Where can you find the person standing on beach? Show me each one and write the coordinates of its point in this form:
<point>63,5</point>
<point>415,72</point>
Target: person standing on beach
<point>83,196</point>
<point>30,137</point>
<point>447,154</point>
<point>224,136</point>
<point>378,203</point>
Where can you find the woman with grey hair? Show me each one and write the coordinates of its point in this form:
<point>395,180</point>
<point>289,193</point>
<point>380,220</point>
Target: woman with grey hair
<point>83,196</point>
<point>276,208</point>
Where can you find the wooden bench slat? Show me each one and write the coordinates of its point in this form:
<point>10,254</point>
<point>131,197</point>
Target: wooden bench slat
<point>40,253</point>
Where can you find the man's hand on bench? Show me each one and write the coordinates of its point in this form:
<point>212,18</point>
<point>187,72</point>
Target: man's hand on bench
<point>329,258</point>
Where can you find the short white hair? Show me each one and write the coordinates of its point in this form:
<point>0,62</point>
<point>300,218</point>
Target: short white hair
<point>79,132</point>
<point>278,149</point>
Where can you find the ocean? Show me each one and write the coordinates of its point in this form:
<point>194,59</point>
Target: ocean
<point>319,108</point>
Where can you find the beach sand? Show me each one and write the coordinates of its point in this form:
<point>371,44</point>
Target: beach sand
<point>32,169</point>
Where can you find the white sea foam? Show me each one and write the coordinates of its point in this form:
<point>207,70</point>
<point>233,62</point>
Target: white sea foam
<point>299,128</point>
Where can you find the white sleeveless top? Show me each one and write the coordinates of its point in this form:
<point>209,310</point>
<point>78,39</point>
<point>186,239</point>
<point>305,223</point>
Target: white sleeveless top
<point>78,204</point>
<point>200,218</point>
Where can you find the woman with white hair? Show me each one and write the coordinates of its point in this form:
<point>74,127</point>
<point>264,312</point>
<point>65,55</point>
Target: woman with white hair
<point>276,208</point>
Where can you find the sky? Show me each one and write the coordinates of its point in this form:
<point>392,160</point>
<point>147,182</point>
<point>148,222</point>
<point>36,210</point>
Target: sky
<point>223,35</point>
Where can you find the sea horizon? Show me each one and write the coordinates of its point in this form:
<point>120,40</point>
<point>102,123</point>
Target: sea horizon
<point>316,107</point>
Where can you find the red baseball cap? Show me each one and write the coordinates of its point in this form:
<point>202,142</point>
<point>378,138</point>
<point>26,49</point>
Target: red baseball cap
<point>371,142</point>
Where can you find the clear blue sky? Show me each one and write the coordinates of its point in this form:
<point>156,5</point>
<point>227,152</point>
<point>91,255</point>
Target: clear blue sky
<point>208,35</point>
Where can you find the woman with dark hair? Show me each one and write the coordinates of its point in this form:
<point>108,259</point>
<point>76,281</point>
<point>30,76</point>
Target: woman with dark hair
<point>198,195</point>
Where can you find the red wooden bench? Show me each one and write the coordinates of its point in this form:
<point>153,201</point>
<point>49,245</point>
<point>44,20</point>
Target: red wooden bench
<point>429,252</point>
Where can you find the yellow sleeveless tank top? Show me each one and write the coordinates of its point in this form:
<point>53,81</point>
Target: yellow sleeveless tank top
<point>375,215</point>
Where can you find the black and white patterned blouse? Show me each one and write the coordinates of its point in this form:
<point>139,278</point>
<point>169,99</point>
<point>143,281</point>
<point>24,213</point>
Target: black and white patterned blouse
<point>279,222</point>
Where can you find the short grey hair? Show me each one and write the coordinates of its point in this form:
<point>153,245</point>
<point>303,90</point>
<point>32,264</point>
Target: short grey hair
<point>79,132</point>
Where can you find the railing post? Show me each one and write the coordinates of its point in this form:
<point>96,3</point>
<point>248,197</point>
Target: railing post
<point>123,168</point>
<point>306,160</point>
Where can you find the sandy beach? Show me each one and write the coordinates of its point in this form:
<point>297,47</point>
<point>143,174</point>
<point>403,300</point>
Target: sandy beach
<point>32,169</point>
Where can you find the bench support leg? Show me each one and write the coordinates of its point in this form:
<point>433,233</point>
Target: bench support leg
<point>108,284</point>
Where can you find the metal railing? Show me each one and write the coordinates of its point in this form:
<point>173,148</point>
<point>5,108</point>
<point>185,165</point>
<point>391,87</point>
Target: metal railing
- - - - - - -
» Set exercise:
Reproduce the records above verbatim, starting at their first line and ending at the line that contains "<point>40,253</point>", with that line included.

» Written response:
Where can you find the person standing on beach? Show me each one and write the coordinates of its point in this form:
<point>63,5</point>
<point>415,72</point>
Target: person standing on beach
<point>83,196</point>
<point>30,137</point>
<point>447,154</point>
<point>224,136</point>
<point>378,203</point>
Where can you find the woman with grey hair? Show me each one and write the coordinates of its point in this form:
<point>395,180</point>
<point>289,193</point>
<point>380,220</point>
Target: woman with grey hair
<point>83,196</point>
<point>276,208</point>
Where can you find the wooden bench slat? Show me each one and write the coordinates of its point in this form:
<point>10,254</point>
<point>131,197</point>
Target: wooden bench slat
<point>40,253</point>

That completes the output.